→ Records of labeled points

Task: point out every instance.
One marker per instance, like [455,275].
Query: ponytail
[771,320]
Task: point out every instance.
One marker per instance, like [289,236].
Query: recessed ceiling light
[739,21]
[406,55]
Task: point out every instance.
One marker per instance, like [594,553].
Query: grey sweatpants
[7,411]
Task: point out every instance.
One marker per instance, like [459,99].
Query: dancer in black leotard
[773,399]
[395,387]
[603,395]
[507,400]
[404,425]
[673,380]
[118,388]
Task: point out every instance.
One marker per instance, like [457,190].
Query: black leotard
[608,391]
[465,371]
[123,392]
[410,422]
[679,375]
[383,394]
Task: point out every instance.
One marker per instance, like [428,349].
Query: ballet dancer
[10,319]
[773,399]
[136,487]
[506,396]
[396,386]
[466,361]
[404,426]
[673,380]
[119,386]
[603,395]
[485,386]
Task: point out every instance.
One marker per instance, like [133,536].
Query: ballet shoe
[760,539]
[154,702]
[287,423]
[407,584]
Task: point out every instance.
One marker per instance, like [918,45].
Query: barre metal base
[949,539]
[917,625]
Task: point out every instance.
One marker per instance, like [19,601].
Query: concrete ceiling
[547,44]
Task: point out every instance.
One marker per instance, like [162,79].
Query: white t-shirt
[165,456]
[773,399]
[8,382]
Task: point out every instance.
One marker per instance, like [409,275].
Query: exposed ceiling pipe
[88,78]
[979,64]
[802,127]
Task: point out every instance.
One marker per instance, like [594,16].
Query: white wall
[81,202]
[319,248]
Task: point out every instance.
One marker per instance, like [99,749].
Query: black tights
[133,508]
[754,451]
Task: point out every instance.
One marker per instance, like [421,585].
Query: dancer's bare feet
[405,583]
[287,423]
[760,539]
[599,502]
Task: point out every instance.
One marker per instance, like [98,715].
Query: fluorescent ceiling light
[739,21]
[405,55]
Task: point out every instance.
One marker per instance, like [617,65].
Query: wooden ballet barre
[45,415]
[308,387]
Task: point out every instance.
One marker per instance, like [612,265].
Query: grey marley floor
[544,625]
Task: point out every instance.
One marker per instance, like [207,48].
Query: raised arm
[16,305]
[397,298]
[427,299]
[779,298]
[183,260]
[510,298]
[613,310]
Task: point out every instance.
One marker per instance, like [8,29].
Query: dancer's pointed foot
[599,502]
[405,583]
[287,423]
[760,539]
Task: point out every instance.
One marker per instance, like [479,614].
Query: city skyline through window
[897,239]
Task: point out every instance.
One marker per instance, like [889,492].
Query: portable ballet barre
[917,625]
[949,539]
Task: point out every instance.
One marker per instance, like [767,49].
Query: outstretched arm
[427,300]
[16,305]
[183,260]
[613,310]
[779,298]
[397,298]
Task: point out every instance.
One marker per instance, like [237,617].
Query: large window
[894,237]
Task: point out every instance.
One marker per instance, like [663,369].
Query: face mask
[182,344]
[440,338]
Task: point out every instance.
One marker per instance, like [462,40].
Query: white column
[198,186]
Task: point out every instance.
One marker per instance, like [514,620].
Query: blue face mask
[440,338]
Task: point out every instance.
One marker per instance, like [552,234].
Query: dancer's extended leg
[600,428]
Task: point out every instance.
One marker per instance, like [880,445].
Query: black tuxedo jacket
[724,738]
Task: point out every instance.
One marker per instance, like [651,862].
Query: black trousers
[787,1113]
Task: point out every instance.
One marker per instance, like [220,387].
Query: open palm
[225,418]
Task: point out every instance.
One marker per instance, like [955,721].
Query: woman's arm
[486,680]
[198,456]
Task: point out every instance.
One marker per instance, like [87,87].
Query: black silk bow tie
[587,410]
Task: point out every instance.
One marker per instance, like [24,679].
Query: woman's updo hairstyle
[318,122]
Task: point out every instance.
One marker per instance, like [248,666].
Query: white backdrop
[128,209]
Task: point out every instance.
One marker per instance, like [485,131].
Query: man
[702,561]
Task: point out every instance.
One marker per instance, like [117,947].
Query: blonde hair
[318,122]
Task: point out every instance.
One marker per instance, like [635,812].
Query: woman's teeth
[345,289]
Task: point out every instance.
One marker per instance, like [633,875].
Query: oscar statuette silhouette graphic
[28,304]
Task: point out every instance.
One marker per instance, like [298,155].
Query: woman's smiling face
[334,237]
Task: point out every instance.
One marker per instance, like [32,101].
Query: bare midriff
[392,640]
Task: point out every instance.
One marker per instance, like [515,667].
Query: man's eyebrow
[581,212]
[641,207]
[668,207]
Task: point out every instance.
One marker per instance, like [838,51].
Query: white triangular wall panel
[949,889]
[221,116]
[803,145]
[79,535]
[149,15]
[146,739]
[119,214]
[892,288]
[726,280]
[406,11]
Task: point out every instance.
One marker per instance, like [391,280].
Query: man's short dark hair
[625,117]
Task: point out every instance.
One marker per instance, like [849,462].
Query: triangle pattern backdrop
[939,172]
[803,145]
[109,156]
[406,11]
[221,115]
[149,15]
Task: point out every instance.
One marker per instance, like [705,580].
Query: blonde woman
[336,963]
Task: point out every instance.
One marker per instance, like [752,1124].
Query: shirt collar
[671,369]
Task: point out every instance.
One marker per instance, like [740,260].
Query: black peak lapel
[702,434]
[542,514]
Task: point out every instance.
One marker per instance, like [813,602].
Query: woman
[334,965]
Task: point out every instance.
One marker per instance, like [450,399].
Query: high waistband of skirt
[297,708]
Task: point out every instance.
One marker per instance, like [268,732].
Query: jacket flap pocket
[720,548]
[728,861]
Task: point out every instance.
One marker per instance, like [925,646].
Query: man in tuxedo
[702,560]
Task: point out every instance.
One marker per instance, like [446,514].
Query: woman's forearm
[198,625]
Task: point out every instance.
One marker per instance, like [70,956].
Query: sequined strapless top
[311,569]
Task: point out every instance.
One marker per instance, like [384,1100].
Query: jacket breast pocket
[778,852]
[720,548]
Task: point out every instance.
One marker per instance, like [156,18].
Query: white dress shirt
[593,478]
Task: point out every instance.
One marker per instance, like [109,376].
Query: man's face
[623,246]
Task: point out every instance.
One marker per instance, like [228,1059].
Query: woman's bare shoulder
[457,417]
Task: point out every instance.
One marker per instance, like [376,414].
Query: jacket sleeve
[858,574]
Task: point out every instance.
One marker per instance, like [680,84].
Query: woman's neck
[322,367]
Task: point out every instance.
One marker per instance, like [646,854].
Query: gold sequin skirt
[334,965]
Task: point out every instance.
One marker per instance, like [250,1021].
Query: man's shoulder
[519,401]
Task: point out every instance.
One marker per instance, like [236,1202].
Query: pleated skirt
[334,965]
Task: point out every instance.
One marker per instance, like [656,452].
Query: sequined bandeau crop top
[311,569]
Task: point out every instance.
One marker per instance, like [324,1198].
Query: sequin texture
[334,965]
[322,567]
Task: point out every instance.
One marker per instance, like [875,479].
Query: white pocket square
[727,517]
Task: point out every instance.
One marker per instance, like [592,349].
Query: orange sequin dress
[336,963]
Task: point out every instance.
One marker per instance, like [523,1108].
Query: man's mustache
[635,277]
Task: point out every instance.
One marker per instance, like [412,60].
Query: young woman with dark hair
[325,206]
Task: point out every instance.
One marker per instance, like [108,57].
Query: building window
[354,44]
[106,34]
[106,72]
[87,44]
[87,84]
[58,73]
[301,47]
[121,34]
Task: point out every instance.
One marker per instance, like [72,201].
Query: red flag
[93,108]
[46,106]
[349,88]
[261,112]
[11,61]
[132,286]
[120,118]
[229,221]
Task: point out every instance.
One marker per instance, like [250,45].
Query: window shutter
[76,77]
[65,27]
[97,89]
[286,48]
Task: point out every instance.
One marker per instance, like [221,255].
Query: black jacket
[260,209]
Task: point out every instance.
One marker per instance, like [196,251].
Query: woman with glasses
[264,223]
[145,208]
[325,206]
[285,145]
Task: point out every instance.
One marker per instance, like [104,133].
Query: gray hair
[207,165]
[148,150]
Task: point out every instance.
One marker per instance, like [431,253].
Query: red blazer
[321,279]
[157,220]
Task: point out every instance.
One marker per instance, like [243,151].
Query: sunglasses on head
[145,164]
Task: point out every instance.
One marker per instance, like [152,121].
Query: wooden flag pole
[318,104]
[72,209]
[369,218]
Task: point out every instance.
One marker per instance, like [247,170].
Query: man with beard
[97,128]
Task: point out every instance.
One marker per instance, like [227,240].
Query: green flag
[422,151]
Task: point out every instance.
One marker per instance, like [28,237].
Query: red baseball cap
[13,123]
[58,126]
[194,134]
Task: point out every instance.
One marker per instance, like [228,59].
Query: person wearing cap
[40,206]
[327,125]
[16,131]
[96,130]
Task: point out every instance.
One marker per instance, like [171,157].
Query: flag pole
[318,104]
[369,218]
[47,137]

→ Exercise task
Pull out every line of the rows above that contains the string "white", and treat uppercase and lowercase as different.

→ Complete answer
Query: white t-shirt
Query: white wall
Query: white column
Query: white backdrop
Query: white triangular wall panel
Query: white dress shirt
Query: white pocket square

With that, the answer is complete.